>>>>

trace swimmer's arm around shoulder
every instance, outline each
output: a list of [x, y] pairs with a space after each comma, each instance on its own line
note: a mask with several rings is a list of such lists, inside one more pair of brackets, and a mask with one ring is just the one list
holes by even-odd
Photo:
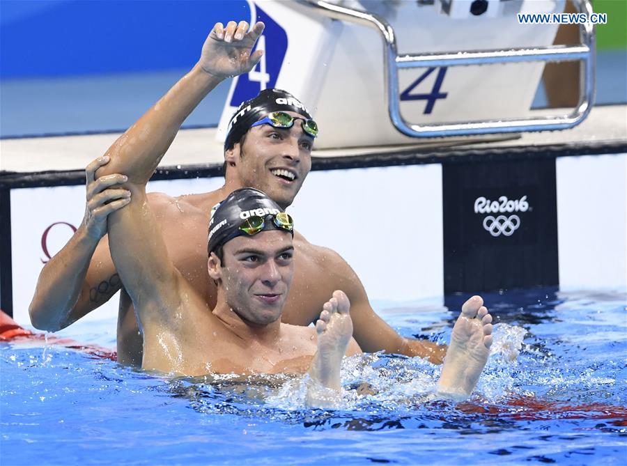
[[[160, 224], [150, 208], [146, 186], [129, 182], [131, 201], [109, 216], [111, 255], [135, 305], [142, 326], [169, 316], [152, 311], [178, 309], [181, 293], [190, 286], [174, 266]], [[146, 312], [150, 309], [150, 312]]]
[[33, 325], [56, 332], [106, 302], [119, 290], [106, 239], [107, 216], [128, 202], [115, 173], [95, 179], [107, 163], [98, 157], [85, 169], [85, 216], [68, 243], [42, 269], [29, 308]]

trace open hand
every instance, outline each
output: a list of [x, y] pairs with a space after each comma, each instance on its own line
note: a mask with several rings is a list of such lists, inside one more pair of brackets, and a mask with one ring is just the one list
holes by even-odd
[[205, 72], [221, 79], [249, 72], [263, 54], [263, 50], [252, 54], [251, 52], [264, 27], [259, 22], [249, 32], [245, 21], [239, 24], [230, 21], [226, 28], [222, 23], [216, 23], [203, 45], [199, 65]]
[[126, 181], [124, 175], [114, 173], [95, 178], [96, 170], [109, 163], [109, 156], [102, 155], [85, 169], [87, 178], [87, 205], [83, 223], [87, 233], [98, 240], [107, 233], [107, 217], [122, 208], [130, 201], [130, 192], [121, 187], [113, 187]]

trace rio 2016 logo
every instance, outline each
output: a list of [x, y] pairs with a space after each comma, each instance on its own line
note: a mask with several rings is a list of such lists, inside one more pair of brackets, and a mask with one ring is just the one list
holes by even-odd
[[511, 236], [520, 226], [520, 217], [516, 214], [502, 214], [513, 212], [527, 212], [529, 210], [527, 196], [520, 199], [509, 199], [506, 196], [501, 196], [498, 201], [490, 201], [483, 196], [474, 200], [474, 213], [502, 214], [494, 217], [488, 215], [483, 219], [483, 228], [493, 236]]
[[52, 227], [56, 226], [56, 225], [66, 225], [72, 229], [72, 235], [76, 233], [76, 227], [72, 224], [68, 224], [67, 222], [55, 222], [44, 230], [43, 234], [41, 235], [41, 250], [43, 251], [44, 255], [45, 255], [46, 259], [41, 259], [41, 262], [43, 264], [47, 263], [52, 257], [48, 251], [48, 235], [50, 233], [50, 230], [52, 229]]

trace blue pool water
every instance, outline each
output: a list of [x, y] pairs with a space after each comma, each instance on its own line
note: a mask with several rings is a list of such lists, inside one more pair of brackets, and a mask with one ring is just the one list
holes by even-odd
[[[0, 343], [0, 464], [625, 464], [624, 291], [484, 299], [493, 355], [459, 404], [432, 398], [440, 367], [417, 358], [346, 361], [345, 405], [323, 410], [304, 407], [298, 380], [168, 380], [54, 345]], [[439, 342], [457, 316], [426, 302], [376, 306], [402, 334]], [[64, 334], [113, 347], [114, 327], [78, 323]], [[362, 382], [373, 394], [357, 391]]]

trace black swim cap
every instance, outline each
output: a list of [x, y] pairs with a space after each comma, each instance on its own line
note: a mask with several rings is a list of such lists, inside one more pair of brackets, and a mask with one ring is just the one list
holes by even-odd
[[[226, 199], [214, 205], [209, 221], [207, 252], [210, 254], [220, 246], [238, 236], [247, 234], [240, 230], [246, 219], [253, 216], [265, 217], [282, 212], [276, 202], [265, 193], [251, 187], [245, 187], [231, 193]], [[281, 229], [273, 222], [265, 222], [263, 231]], [[293, 237], [294, 233], [291, 232]]]
[[224, 150], [239, 142], [254, 123], [273, 111], [295, 111], [306, 118], [311, 118], [305, 106], [290, 93], [281, 89], [264, 89], [256, 97], [242, 102], [231, 117], [226, 127]]

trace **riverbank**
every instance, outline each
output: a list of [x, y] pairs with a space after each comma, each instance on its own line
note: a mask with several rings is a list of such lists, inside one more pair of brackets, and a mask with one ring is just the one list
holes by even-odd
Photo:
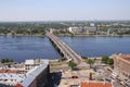
[[130, 37], [130, 35], [70, 35], [70, 34], [57, 34], [58, 37]]
[[[3, 34], [0, 34], [0, 36], [5, 36]], [[6, 36], [13, 36], [13, 35], [6, 35]], [[15, 34], [13, 37], [46, 37], [46, 35], [41, 34], [35, 34], [35, 35], [23, 35], [23, 34]], [[72, 35], [72, 34], [56, 34], [58, 37], [130, 37], [130, 35], [86, 35], [86, 34], [77, 34], [77, 35]]]

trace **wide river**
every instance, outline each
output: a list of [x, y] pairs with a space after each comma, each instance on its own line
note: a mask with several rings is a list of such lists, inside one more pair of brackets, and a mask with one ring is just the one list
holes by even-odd
[[[60, 37], [82, 57], [130, 53], [130, 37]], [[10, 58], [17, 62], [25, 59], [57, 59], [61, 55], [47, 37], [0, 36], [0, 59]]]

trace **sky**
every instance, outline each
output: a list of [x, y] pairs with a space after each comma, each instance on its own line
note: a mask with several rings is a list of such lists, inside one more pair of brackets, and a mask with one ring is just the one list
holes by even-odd
[[0, 22], [130, 20], [130, 0], [0, 0]]

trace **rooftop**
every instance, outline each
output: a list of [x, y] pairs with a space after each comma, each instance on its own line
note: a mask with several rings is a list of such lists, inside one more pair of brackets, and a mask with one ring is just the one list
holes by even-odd
[[101, 82], [81, 82], [81, 87], [113, 87], [112, 84]]

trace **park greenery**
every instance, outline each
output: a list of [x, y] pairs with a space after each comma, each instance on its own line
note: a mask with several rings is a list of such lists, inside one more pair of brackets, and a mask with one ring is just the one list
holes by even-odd
[[105, 64], [109, 64], [109, 65], [114, 64], [114, 60], [108, 58], [107, 55], [102, 57], [101, 61], [102, 63], [105, 63]]
[[69, 61], [68, 62], [68, 66], [72, 69], [72, 70], [75, 70], [77, 64], [74, 62], [74, 61]]
[[1, 63], [11, 63], [11, 62], [13, 62], [13, 59], [8, 59], [8, 58], [1, 59]]

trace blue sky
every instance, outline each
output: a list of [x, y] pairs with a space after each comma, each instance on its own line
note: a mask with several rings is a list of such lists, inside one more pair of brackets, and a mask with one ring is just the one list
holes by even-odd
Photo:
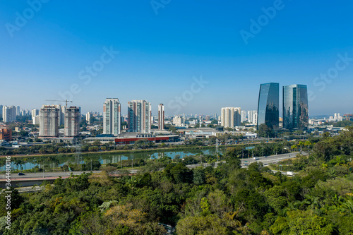
[[260, 84], [278, 82], [308, 85], [311, 116], [353, 112], [352, 1], [0, 1], [0, 104], [66, 95], [102, 112], [117, 97], [123, 114], [140, 99], [154, 114], [159, 103], [169, 115], [220, 114], [256, 109]]

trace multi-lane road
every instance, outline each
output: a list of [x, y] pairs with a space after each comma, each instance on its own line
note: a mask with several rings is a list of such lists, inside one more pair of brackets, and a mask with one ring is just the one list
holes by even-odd
[[[271, 155], [268, 156], [267, 157], [258, 157], [258, 160], [254, 160], [253, 157], [250, 158], [244, 158], [241, 159], [241, 167], [246, 167], [246, 165], [249, 165], [253, 162], [262, 162], [264, 165], [268, 165], [272, 163], [277, 163], [281, 160], [284, 160], [286, 159], [289, 158], [292, 158], [295, 157], [297, 154], [298, 154], [299, 152], [292, 152], [292, 153], [287, 153], [287, 154], [283, 154], [283, 155]], [[305, 155], [305, 153], [303, 153]], [[215, 164], [217, 167], [217, 163]], [[190, 164], [187, 165], [189, 168], [195, 168], [197, 167], [200, 167], [201, 164]], [[207, 164], [203, 164], [203, 166], [205, 167], [207, 166]], [[138, 169], [130, 169], [129, 170], [131, 173], [132, 174], [136, 174], [138, 171]], [[19, 176], [17, 174], [11, 174], [11, 181], [16, 181], [16, 180], [32, 180], [34, 179], [56, 179], [58, 178], [59, 176], [61, 176], [64, 178], [66, 177], [69, 177], [71, 174], [74, 175], [79, 175], [83, 174], [83, 172], [90, 172], [90, 171], [71, 171], [71, 172], [63, 172], [63, 171], [59, 171], [59, 172], [37, 172], [37, 173], [26, 173], [25, 175], [24, 176]], [[101, 171], [93, 171], [93, 173], [100, 173]], [[4, 181], [6, 179], [5, 178], [6, 175], [5, 174], [1, 174], [0, 176], [0, 181]]]

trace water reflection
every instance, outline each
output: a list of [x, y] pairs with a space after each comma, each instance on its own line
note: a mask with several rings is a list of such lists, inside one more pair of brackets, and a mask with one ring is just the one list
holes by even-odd
[[[160, 159], [164, 157], [169, 157], [174, 159], [176, 156], [179, 158], [184, 158], [187, 156], [195, 156], [196, 155], [214, 155], [215, 147], [205, 148], [203, 150], [187, 150], [179, 151], [155, 151], [143, 152], [126, 152], [121, 154], [97, 153], [89, 156], [83, 155], [78, 159], [73, 156], [56, 155], [49, 157], [36, 157], [25, 158], [16, 157], [11, 156], [11, 169], [31, 169], [35, 166], [41, 167], [43, 164], [49, 165], [51, 167], [62, 167], [65, 164], [73, 164], [75, 162], [90, 162], [91, 160], [98, 160], [101, 164], [118, 163], [121, 161], [133, 159]], [[0, 171], [5, 171], [5, 159], [0, 159]]]

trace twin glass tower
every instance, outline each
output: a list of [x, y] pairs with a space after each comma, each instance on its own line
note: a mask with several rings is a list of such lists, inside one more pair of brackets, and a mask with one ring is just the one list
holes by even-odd
[[[279, 128], [280, 84], [260, 85], [258, 103], [258, 129], [265, 123], [273, 130]], [[305, 130], [309, 126], [308, 92], [305, 85], [283, 86], [283, 128]]]

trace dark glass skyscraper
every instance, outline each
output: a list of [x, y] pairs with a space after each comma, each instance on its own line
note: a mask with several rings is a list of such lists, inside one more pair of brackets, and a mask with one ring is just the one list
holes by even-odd
[[262, 123], [276, 130], [279, 125], [280, 84], [264, 83], [260, 85], [258, 103], [258, 129]]
[[283, 87], [283, 128], [305, 130], [309, 126], [308, 90], [306, 85]]

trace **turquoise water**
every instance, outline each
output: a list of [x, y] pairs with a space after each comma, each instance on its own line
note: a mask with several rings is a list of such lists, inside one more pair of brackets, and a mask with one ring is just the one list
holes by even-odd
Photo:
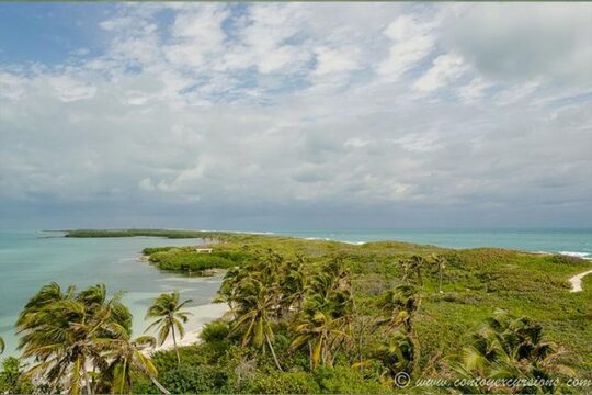
[[[452, 248], [501, 247], [526, 251], [563, 252], [592, 257], [592, 229], [316, 229], [278, 230], [278, 235], [332, 239], [348, 242], [400, 240]], [[50, 236], [50, 237], [48, 237]], [[179, 290], [194, 300], [193, 306], [209, 303], [220, 279], [189, 279], [163, 273], [138, 261], [145, 247], [197, 245], [198, 239], [162, 238], [65, 238], [42, 232], [0, 232], [0, 335], [5, 354], [14, 354], [13, 325], [16, 315], [43, 284], [57, 281], [64, 287], [105, 283], [110, 292], [127, 291], [124, 301], [134, 316], [134, 331], [145, 327], [144, 314], [159, 293]]]
[[315, 229], [275, 234], [355, 244], [398, 240], [451, 248], [500, 247], [592, 257], [592, 229]]
[[[53, 236], [53, 237], [47, 237]], [[7, 341], [2, 357], [16, 354], [13, 325], [23, 305], [50, 281], [62, 287], [105, 283], [107, 291], [126, 291], [124, 302], [134, 314], [134, 334], [147, 324], [146, 308], [162, 292], [179, 290], [190, 306], [208, 304], [219, 278], [186, 278], [161, 272], [139, 261], [145, 247], [198, 245], [198, 239], [55, 237], [53, 233], [0, 232], [0, 336]]]

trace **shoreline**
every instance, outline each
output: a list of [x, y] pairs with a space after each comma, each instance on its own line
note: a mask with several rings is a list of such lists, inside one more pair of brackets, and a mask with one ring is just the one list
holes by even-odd
[[[189, 308], [191, 312], [190, 319], [185, 326], [185, 336], [177, 341], [178, 347], [191, 346], [200, 342], [200, 334], [205, 325], [224, 317], [226, 313], [230, 311], [226, 303], [209, 303], [206, 305], [195, 306]], [[147, 335], [155, 336], [153, 332], [147, 332]], [[157, 351], [171, 350], [173, 348], [172, 337], [166, 339], [161, 346], [157, 346], [149, 353]]]

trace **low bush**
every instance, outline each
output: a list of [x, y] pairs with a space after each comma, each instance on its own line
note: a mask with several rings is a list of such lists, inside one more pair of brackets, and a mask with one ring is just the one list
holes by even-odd
[[161, 384], [173, 394], [215, 393], [226, 387], [227, 375], [210, 366], [186, 366], [169, 370], [160, 376]]
[[258, 374], [247, 384], [253, 394], [318, 394], [319, 384], [306, 372], [273, 372]]

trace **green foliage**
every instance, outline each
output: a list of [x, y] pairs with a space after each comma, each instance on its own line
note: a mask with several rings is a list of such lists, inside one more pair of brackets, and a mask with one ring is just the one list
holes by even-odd
[[252, 394], [318, 394], [315, 376], [305, 372], [271, 372], [251, 379], [246, 392]]
[[0, 371], [0, 394], [32, 394], [33, 382], [23, 376], [23, 365], [14, 357], [9, 357], [2, 362]]
[[205, 342], [216, 342], [225, 340], [230, 334], [228, 323], [214, 320], [206, 324], [200, 332], [200, 338]]
[[[242, 317], [246, 325], [236, 320], [229, 326], [210, 324], [204, 329], [203, 343], [179, 350], [183, 361], [179, 369], [212, 368], [226, 374], [226, 384], [212, 392], [297, 393], [315, 382], [315, 392], [384, 393], [391, 388], [380, 382], [389, 383], [385, 377], [399, 371], [454, 377], [458, 373], [446, 369], [445, 361], [473, 342], [460, 334], [475, 331], [498, 307], [515, 316], [527, 315], [544, 327], [544, 343], [555, 342], [561, 351], [554, 357], [557, 366], [571, 368], [579, 377], [592, 377], [588, 308], [592, 276], [584, 279], [584, 291], [577, 294], [569, 293], [567, 281], [592, 268], [592, 262], [582, 259], [498, 248], [452, 250], [396, 241], [355, 246], [226, 233], [133, 229], [94, 236], [110, 237], [117, 232], [215, 240], [212, 255], [191, 247], [145, 251], [162, 269], [192, 273], [228, 269], [219, 300], [229, 303], [235, 319]], [[81, 234], [72, 237], [77, 235]], [[334, 261], [342, 268], [323, 275]], [[331, 281], [341, 275], [342, 280]], [[421, 309], [413, 307], [419, 297], [395, 297], [394, 290], [405, 283], [417, 285]], [[380, 320], [383, 325], [376, 327]], [[533, 321], [523, 324], [530, 328]], [[316, 350], [318, 338], [325, 339], [319, 361], [327, 363], [319, 362], [311, 370], [310, 351]], [[160, 379], [178, 369], [173, 351], [158, 352], [152, 360]], [[352, 364], [357, 365], [349, 368]], [[543, 368], [546, 374], [561, 374]], [[298, 384], [282, 386], [281, 377]], [[151, 384], [138, 382], [138, 388], [141, 385], [153, 391]]]
[[325, 368], [315, 371], [321, 393], [326, 394], [384, 394], [389, 387], [377, 381], [366, 380], [358, 370], [345, 366]]
[[215, 250], [202, 253], [191, 249], [167, 248], [148, 250], [149, 260], [162, 270], [192, 271], [201, 273], [208, 269], [228, 269], [246, 262], [252, 257], [243, 251]]
[[225, 388], [227, 375], [217, 368], [187, 366], [163, 372], [160, 376], [162, 385], [173, 394], [215, 393]]

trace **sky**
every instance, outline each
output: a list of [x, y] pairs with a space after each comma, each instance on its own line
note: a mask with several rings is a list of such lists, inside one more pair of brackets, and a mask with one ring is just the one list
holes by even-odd
[[592, 226], [592, 3], [0, 3], [0, 228]]

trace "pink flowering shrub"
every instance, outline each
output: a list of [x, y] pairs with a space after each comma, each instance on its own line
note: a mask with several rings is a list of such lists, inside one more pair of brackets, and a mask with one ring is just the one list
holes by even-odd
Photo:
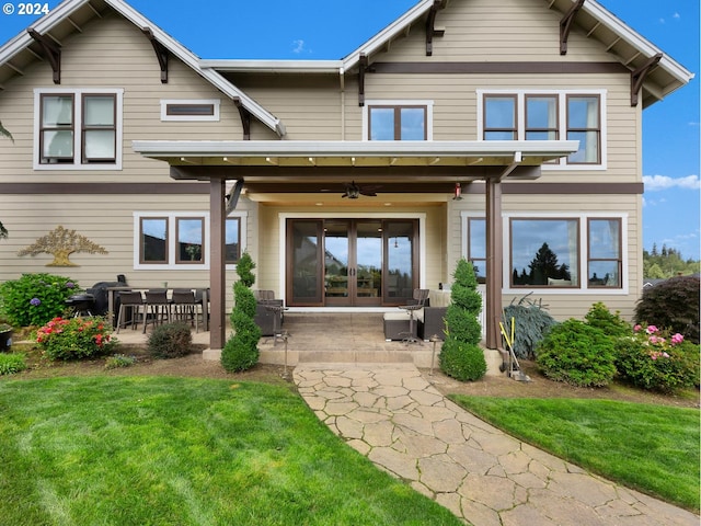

<<<<

Work required =
Could you reproduce the listing from the line containing "trace rio 2016 logo" down to the line containing "394], [357, 391]]]", swapping "logo" for "emblem" and leaving everything else unchanged?

Exercise solution =
trace rio 2016 emblem
every instance, outline each
output: a list of [x, y] pairs with a space after each comma, each instance on its own line
note: a mask with several rings is a list of such lists, inside one more pair of brackets, and a mask with one ring is just the one list
holes by even-odd
[[511, 236], [520, 226], [520, 217], [516, 214], [502, 214], [513, 212], [527, 212], [529, 210], [527, 196], [520, 199], [509, 199], [506, 196], [501, 196], [498, 201], [490, 201], [483, 196], [474, 200], [474, 213], [502, 214], [494, 217], [488, 215], [483, 219], [483, 228], [493, 236]]
[[52, 227], [56, 226], [56, 225], [66, 225], [72, 229], [72, 235], [76, 233], [76, 227], [72, 224], [68, 224], [67, 222], [55, 222], [44, 230], [43, 234], [41, 235], [41, 250], [43, 251], [44, 255], [45, 255], [46, 259], [41, 259], [41, 262], [43, 264], [47, 263], [52, 257], [48, 251], [48, 235], [50, 233], [50, 230], [52, 229]]

trace blue pool water
every instance, outline each
output: a list of [x, y] pairs with a space after each comma, each instance on its own line
note: a mask with several rings is a list of such lists, inside one more pair of brackets, and a mask with one ring is just the one list
holes by even-odd
[[[0, 343], [0, 464], [625, 464], [624, 291], [484, 299], [493, 355], [459, 404], [432, 398], [440, 367], [417, 358], [346, 361], [345, 405], [323, 410], [304, 407], [298, 380], [168, 380], [54, 345]], [[439, 342], [457, 316], [426, 302], [376, 306], [402, 334]], [[64, 334], [113, 347], [114, 327], [78, 323]], [[362, 382], [373, 394], [357, 391]]]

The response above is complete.